» **Problem statement**:
Using the YAML schema reference below, list every top-level key that appears in its table.

START Passage

YAML schema reference¶
| Top-level key | Sub-keys | Notes |
|---|---|---|
datasets |
name, sens_attr, priv_group |
List of dataset entries; name is required |
methods |
— | List of method name strings |
classifiers |
path, name, plus any constructor kwargs |
path is a dotted import path (e.g. sklearn.linear_model.LogisticRegression) |
cv |
n_splits, random_state |
Cross-validation settings |
audit |
bias, fairness |
Boolean flags for auditing |
metrics |
— | List of metric keys (omit to use all registered) |
save |
results_csv, object_pkl, report_html, path |
Auto-save options |
save_models |
full_data_retrain, models |
Model persistence options |
End-to-end: YAML to HTML report¶
A complete pipeline in three steps:
1. Define — write a YAML config with save.report: true:
datasets:
- name: adult
- name: compas
methods:
- Baseline
- FairSmote
- Massaging
classifiers:
- path: sklearn.linear_model.LogisticRegression
name: LogReg
solver: liblinear
max_iter: 1000
cv:
n_splits: 5
save:
results_csv: true
object_pkl: true
report_html: true
path: outputs/my_experiment
2. Run — two lines of Python:
from skfair.experimentation import Experiment
exp = Experiment.from_config("config.yaml")
results = exp.run()
3. Result — three files are auto-generated:
outputs/my_experiment.csv— results DataFrameoutputs/my_experiment.pkl— full Experiment objectoutputs/my_experiment.html— interactive HTML report (see Comparison — HTML report for report contents)
Post-run analysis¶
ComparisonReport¶
Convert results to a visual comparison report (see Comparison):
report = exp.to_report()
report.plot_metric_bar(metric="accuracy")

END Passage
START Data for review

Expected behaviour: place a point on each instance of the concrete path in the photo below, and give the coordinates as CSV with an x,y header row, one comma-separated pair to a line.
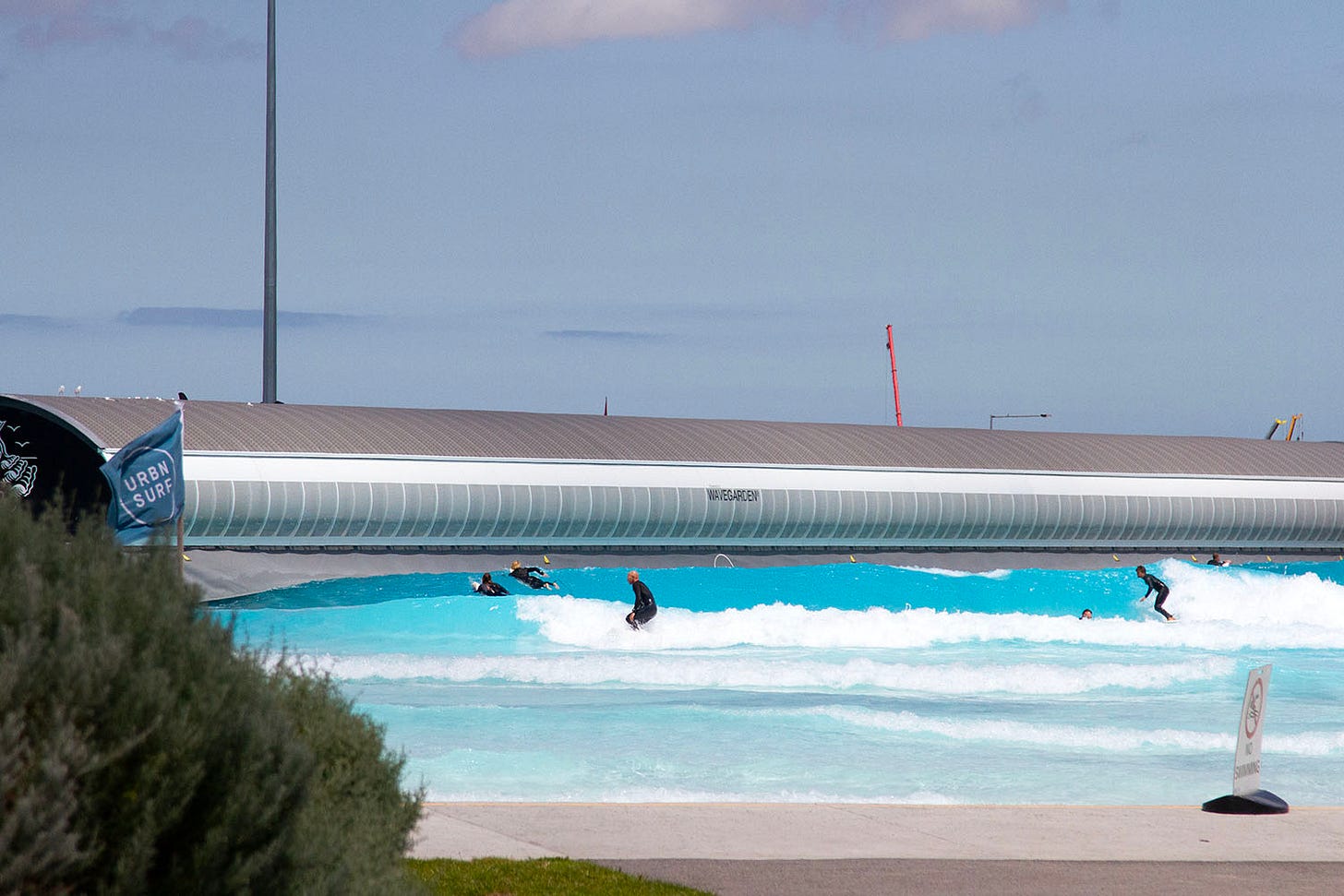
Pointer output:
x,y
740,849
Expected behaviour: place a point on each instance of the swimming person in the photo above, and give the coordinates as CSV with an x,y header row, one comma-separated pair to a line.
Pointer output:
x,y
527,575
489,587
644,606
1155,584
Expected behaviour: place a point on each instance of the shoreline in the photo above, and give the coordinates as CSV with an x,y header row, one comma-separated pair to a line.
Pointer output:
x,y
742,849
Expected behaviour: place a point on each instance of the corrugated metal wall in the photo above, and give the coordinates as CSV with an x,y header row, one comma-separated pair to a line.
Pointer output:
x,y
445,515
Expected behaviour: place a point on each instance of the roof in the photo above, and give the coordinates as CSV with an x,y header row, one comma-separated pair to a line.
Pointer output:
x,y
312,429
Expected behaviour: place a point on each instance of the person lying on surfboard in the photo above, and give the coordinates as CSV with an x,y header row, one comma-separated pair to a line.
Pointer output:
x,y
527,575
489,587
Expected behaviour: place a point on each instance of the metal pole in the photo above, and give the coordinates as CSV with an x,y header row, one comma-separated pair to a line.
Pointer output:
x,y
895,389
268,347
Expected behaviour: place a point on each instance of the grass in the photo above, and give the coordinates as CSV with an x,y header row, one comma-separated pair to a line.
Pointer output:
x,y
533,878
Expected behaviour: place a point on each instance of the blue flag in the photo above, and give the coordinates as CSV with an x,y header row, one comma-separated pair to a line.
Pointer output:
x,y
145,478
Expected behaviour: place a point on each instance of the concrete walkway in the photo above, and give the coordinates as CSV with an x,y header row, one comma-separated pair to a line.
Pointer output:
x,y
739,849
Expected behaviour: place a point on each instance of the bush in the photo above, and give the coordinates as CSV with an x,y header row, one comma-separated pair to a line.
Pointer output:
x,y
140,751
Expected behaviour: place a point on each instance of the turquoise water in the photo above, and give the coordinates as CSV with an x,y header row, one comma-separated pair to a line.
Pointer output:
x,y
847,683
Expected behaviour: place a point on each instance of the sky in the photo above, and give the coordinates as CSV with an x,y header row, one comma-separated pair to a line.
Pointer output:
x,y
1126,215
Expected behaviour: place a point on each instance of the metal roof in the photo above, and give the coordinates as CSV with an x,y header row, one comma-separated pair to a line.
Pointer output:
x,y
311,429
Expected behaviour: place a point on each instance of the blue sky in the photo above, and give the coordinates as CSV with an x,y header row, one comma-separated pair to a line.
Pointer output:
x,y
1123,214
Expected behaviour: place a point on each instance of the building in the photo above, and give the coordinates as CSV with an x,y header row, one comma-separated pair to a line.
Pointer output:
x,y
311,480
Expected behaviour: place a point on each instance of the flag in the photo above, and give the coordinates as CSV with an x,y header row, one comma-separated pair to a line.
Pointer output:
x,y
145,478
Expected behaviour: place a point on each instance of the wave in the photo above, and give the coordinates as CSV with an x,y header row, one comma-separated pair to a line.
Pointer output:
x,y
1002,731
954,678
1210,619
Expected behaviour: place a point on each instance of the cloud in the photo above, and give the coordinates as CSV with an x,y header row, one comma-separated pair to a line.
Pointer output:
x,y
32,321
39,24
230,317
516,26
604,335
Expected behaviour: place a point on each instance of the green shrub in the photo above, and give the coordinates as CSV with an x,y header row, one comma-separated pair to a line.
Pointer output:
x,y
140,751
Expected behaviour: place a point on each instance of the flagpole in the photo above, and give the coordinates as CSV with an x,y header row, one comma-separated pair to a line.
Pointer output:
x,y
268,341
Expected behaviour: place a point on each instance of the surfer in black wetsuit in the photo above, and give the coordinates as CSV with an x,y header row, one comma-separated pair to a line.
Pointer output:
x,y
644,606
489,587
527,575
1155,584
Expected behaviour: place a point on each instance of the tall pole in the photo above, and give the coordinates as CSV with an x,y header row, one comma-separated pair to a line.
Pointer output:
x,y
268,324
895,389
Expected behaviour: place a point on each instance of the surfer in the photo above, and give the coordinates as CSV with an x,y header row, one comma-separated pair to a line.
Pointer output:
x,y
489,587
1155,584
644,606
527,575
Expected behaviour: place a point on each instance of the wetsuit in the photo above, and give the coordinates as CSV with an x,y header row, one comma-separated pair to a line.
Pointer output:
x,y
524,575
1160,587
644,606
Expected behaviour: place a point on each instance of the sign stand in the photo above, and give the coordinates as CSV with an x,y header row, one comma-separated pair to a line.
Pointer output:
x,y
1247,798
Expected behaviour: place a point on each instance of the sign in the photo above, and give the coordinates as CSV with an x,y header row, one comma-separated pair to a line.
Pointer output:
x,y
1246,766
145,478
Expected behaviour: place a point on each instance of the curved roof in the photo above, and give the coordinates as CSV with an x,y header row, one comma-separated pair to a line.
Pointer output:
x,y
298,429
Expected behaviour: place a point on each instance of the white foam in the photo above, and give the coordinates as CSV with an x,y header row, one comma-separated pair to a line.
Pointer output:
x,y
1213,616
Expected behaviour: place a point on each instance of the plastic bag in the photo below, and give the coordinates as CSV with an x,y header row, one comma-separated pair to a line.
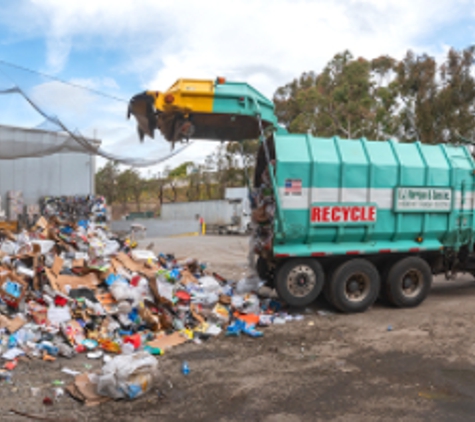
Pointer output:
x,y
210,285
127,376
247,285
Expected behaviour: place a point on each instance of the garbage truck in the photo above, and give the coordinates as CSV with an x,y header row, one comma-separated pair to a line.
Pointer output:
x,y
352,219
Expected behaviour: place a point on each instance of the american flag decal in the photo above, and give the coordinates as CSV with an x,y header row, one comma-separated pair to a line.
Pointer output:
x,y
293,187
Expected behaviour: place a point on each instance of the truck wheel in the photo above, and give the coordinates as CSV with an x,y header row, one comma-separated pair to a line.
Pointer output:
x,y
408,282
354,286
299,281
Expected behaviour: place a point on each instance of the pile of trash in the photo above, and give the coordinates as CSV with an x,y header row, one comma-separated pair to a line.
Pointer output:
x,y
88,207
68,288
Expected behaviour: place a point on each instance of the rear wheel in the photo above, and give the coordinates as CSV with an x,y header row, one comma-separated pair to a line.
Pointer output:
x,y
408,282
299,281
354,286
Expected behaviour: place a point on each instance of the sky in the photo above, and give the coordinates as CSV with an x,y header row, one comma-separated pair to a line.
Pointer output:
x,y
124,47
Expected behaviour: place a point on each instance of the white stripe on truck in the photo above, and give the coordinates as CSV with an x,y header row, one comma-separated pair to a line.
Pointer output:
x,y
382,197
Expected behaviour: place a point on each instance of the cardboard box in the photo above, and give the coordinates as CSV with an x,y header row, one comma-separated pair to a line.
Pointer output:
x,y
12,288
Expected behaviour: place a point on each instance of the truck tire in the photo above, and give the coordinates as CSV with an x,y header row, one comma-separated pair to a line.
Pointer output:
x,y
408,282
354,286
299,281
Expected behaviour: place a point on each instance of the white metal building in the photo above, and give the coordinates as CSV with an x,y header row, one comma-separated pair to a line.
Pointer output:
x,y
42,163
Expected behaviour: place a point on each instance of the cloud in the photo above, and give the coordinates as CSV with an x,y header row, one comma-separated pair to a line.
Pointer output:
x,y
265,44
246,39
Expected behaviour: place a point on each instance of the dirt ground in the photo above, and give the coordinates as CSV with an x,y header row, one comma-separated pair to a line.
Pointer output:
x,y
382,365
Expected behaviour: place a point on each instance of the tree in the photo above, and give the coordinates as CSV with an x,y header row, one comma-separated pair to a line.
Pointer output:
x,y
413,99
339,101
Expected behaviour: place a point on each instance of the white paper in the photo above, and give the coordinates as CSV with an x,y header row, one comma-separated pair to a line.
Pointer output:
x,y
70,371
13,353
165,289
59,315
143,255
213,330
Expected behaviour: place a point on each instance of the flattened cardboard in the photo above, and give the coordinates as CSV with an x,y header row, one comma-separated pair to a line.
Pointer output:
x,y
12,325
59,283
57,265
84,390
126,261
187,277
165,342
78,263
42,224
9,275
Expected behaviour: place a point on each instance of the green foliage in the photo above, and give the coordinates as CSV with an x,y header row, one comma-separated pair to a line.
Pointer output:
x,y
415,98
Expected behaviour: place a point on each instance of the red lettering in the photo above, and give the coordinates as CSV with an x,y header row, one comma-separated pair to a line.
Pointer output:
x,y
364,213
316,214
372,214
343,214
336,214
346,213
355,213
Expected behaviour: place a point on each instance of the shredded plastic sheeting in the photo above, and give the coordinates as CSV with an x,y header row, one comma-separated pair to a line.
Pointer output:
x,y
57,138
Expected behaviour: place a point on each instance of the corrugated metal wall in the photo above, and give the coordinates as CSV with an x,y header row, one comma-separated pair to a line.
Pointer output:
x,y
69,172
214,212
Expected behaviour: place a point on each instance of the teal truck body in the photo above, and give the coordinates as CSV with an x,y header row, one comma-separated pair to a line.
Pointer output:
x,y
354,219
359,197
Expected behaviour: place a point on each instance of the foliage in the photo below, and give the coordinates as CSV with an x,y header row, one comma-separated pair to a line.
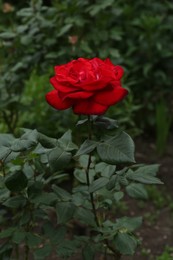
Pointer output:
x,y
167,254
39,36
41,214
163,124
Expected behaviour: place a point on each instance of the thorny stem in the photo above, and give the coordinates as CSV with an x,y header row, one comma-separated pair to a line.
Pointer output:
x,y
111,248
87,173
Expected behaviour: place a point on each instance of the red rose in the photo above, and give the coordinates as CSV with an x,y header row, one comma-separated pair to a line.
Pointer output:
x,y
89,86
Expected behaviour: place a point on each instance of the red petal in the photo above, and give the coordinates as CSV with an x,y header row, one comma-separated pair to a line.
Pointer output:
x,y
76,95
88,107
110,97
53,99
62,87
118,72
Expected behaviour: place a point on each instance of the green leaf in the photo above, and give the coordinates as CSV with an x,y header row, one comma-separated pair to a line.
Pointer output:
x,y
33,239
56,235
62,194
80,175
67,248
19,236
85,216
66,142
35,188
64,29
46,142
87,147
125,243
42,252
88,252
20,145
65,211
105,122
7,35
4,152
46,198
98,184
143,178
117,149
16,181
15,202
137,191
59,159
105,169
81,122
6,140
118,195
7,232
148,169
129,224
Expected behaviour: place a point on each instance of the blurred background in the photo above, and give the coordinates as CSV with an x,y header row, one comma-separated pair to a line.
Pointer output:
x,y
37,35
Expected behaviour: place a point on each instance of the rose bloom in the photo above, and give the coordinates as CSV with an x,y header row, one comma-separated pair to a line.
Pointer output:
x,y
89,86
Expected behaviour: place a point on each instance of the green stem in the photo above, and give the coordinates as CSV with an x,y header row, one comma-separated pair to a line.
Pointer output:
x,y
117,255
87,173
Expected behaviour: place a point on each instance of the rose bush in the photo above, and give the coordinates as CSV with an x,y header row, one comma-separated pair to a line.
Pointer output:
x,y
89,86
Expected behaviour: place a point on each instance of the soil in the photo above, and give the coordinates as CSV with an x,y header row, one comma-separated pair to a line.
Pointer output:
x,y
157,230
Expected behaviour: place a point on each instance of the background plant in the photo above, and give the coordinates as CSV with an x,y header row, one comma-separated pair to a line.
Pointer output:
x,y
41,216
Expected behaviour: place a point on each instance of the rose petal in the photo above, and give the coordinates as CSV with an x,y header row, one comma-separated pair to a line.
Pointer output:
x,y
76,95
55,101
66,87
111,96
118,72
89,107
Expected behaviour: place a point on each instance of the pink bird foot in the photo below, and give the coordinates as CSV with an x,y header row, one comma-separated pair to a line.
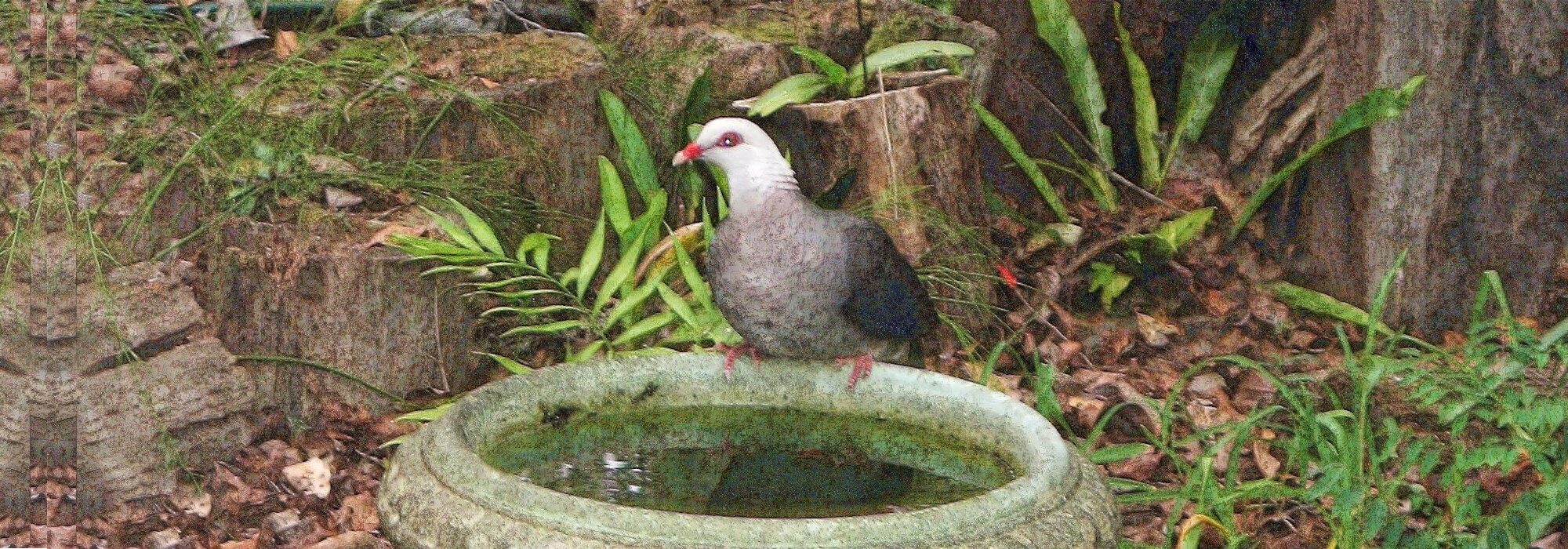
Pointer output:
x,y
731,352
863,368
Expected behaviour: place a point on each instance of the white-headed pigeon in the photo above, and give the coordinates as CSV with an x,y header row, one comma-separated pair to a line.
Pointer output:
x,y
800,282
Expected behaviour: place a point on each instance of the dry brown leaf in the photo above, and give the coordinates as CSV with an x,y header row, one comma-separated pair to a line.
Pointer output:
x,y
286,43
358,514
1216,304
249,544
1156,332
313,478
391,230
1139,468
1268,465
350,540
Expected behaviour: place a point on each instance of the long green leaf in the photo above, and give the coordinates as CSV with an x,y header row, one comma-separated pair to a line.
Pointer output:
x,y
1323,304
1023,161
481,230
630,139
1054,24
699,96
631,255
550,329
794,90
694,278
1374,107
1145,115
824,64
612,197
899,54
644,329
592,256
454,231
678,305
1203,73
587,352
634,300
512,366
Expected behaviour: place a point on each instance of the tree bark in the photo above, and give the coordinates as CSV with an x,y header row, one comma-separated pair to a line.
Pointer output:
x,y
1470,180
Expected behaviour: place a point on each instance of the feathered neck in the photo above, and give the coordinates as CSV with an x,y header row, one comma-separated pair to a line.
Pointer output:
x,y
761,184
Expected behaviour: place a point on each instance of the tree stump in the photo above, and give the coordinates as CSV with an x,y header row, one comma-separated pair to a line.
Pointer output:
x,y
546,117
916,173
1470,178
321,296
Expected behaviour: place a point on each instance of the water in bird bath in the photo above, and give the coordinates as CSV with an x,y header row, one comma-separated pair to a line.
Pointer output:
x,y
749,462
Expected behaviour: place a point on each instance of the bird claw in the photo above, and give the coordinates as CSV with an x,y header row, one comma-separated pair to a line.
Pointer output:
x,y
862,368
730,357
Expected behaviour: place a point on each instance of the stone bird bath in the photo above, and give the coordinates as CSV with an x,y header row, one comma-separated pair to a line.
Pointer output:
x,y
445,490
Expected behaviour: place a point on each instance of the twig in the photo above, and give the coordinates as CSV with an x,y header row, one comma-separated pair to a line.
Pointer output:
x,y
319,366
893,172
1100,247
1100,164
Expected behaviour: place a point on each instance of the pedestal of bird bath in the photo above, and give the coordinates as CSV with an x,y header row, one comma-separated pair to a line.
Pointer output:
x,y
443,492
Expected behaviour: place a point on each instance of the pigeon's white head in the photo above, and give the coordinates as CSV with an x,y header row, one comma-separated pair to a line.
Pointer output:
x,y
746,153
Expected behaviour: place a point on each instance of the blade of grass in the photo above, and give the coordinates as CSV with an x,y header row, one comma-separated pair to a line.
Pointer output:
x,y
1374,107
1023,161
1056,24
612,197
630,139
1203,73
1145,114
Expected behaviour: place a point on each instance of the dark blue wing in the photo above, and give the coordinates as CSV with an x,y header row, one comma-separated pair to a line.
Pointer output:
x,y
887,299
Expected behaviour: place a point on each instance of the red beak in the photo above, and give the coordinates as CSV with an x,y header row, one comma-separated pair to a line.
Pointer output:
x,y
691,153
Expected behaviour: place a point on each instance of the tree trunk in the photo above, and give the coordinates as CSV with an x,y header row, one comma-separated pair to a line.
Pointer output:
x,y
1470,180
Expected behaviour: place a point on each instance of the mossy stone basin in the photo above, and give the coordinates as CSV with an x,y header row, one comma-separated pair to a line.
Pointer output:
x,y
456,485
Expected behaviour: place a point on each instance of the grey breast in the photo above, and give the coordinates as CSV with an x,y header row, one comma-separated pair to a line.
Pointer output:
x,y
780,278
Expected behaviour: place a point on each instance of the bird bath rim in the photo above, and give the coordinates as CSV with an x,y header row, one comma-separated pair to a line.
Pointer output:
x,y
891,391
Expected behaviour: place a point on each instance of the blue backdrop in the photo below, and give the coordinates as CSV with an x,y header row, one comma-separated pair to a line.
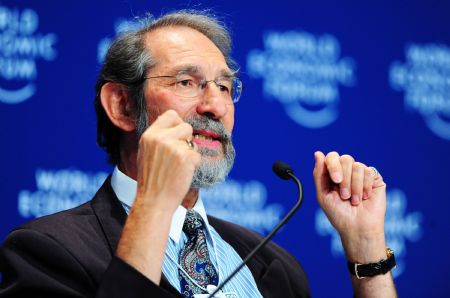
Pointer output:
x,y
369,79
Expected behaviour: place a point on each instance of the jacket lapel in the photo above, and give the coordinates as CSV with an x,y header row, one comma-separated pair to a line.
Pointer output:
x,y
111,217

END Data for review

» **Solution for this exercise**:
datasets, methods, classifiers, cv, audit, metrics, save, save_models